State how many lines in the listing below contain the string "apple". Give only the number.

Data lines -
Start
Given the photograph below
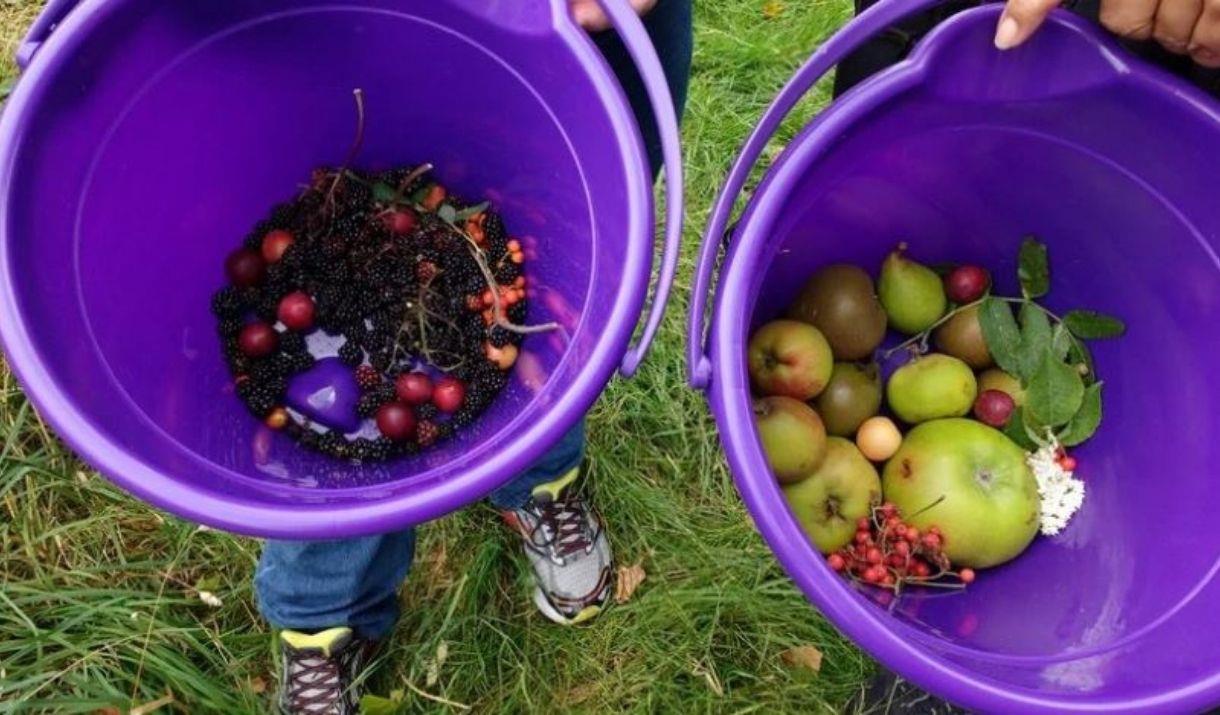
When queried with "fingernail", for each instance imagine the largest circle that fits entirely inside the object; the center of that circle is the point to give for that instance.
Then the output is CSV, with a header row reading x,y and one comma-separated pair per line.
x,y
1007,32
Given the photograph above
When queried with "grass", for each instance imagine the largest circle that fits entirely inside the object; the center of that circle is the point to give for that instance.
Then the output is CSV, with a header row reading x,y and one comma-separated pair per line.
x,y
96,591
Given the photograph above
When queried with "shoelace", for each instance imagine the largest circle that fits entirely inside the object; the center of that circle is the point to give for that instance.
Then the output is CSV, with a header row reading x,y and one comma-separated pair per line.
x,y
565,522
314,683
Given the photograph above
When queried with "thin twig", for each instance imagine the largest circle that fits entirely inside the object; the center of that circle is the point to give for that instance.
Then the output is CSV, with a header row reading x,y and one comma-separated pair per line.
x,y
359,94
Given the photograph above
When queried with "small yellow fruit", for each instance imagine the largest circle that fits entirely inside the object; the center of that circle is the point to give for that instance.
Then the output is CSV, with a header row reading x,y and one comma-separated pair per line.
x,y
879,438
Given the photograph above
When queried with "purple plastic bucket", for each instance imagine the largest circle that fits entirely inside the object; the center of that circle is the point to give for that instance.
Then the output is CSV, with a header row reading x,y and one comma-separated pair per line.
x,y
960,151
144,140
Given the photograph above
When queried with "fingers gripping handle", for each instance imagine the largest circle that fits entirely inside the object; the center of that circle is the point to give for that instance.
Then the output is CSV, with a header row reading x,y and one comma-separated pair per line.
x,y
848,39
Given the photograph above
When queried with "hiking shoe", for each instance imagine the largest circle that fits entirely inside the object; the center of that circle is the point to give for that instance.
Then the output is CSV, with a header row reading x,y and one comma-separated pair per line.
x,y
320,672
566,544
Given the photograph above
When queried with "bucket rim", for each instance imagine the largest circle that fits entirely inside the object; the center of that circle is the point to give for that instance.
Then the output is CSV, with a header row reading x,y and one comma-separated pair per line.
x,y
353,516
728,394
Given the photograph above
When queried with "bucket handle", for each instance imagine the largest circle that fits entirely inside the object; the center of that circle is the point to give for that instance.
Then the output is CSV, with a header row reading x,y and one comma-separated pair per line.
x,y
639,46
51,16
869,23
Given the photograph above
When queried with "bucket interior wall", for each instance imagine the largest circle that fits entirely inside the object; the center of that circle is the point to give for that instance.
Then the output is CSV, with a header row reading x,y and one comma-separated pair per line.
x,y
1113,605
175,127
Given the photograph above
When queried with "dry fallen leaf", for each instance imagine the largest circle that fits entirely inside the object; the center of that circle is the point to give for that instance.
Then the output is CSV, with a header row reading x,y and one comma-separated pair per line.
x,y
630,577
804,657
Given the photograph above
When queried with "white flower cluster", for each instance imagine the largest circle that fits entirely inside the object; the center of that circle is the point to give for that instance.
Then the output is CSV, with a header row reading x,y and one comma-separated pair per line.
x,y
1062,495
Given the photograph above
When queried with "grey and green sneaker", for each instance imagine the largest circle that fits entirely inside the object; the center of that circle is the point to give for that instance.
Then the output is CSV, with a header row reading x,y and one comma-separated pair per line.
x,y
566,544
321,672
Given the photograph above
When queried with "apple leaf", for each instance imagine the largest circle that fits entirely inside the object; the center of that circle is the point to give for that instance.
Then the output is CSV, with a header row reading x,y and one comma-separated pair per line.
x,y
1054,392
1035,338
1033,269
1002,334
1060,342
1090,325
471,211
1086,420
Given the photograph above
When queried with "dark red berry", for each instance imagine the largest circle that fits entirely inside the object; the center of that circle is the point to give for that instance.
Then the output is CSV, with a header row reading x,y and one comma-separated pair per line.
x,y
245,267
414,388
395,421
966,283
258,339
275,243
448,394
994,408
401,221
297,311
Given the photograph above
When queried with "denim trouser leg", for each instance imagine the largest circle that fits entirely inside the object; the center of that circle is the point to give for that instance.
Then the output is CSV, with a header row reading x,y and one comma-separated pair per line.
x,y
354,582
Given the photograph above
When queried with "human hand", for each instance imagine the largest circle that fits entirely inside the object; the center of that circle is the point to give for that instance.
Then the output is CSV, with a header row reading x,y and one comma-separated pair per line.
x,y
589,16
1185,27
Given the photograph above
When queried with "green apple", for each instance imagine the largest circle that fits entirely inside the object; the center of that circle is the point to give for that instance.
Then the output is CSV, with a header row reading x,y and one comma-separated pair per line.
x,y
972,483
789,358
793,437
931,387
828,503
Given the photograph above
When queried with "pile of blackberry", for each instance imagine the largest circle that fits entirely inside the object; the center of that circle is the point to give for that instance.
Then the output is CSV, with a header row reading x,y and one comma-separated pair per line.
x,y
387,262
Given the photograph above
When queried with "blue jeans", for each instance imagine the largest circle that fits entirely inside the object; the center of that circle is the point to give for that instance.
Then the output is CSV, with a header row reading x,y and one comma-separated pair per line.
x,y
354,582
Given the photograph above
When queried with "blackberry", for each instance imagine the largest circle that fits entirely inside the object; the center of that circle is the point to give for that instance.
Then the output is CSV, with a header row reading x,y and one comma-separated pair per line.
x,y
351,354
227,303
367,377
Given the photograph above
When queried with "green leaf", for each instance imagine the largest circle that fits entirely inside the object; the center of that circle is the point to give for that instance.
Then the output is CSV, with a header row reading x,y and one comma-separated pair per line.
x,y
378,705
1033,269
1001,333
471,211
1054,392
1015,430
383,193
1090,325
1035,339
1077,355
1086,420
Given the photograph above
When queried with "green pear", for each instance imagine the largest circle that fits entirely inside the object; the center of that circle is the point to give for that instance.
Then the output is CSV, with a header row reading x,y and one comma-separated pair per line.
x,y
850,397
972,483
931,387
830,502
997,378
911,293
793,437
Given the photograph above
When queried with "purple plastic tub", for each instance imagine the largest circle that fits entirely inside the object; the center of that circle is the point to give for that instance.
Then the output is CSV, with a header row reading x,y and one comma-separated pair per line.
x,y
961,150
144,140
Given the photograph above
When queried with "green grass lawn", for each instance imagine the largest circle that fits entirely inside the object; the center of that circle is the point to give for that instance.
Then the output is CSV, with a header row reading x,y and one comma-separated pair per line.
x,y
98,602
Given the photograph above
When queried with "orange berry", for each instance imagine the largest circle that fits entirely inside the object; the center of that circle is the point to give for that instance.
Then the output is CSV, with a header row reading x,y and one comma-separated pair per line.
x,y
277,419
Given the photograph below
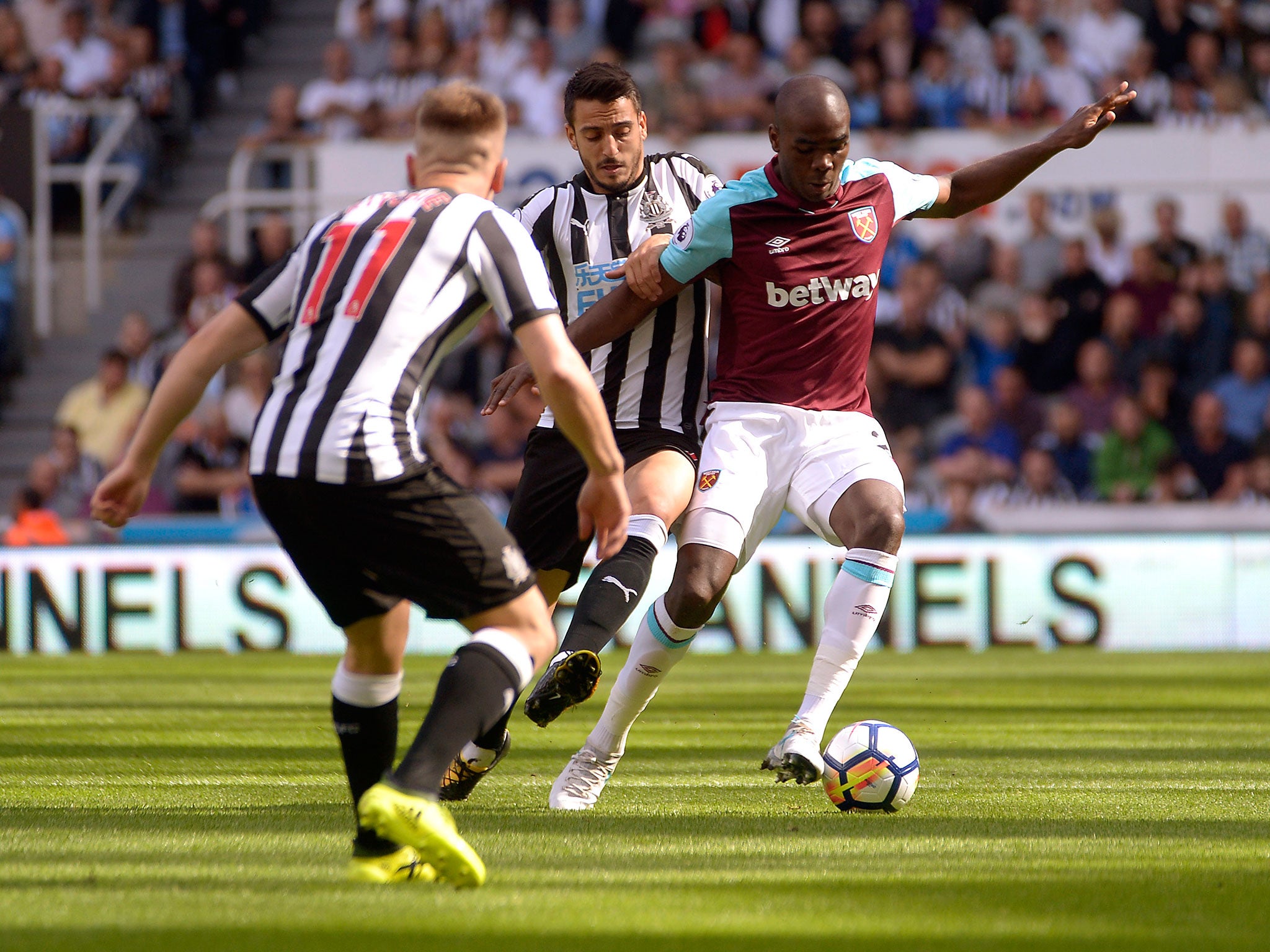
End
Exercise response -
2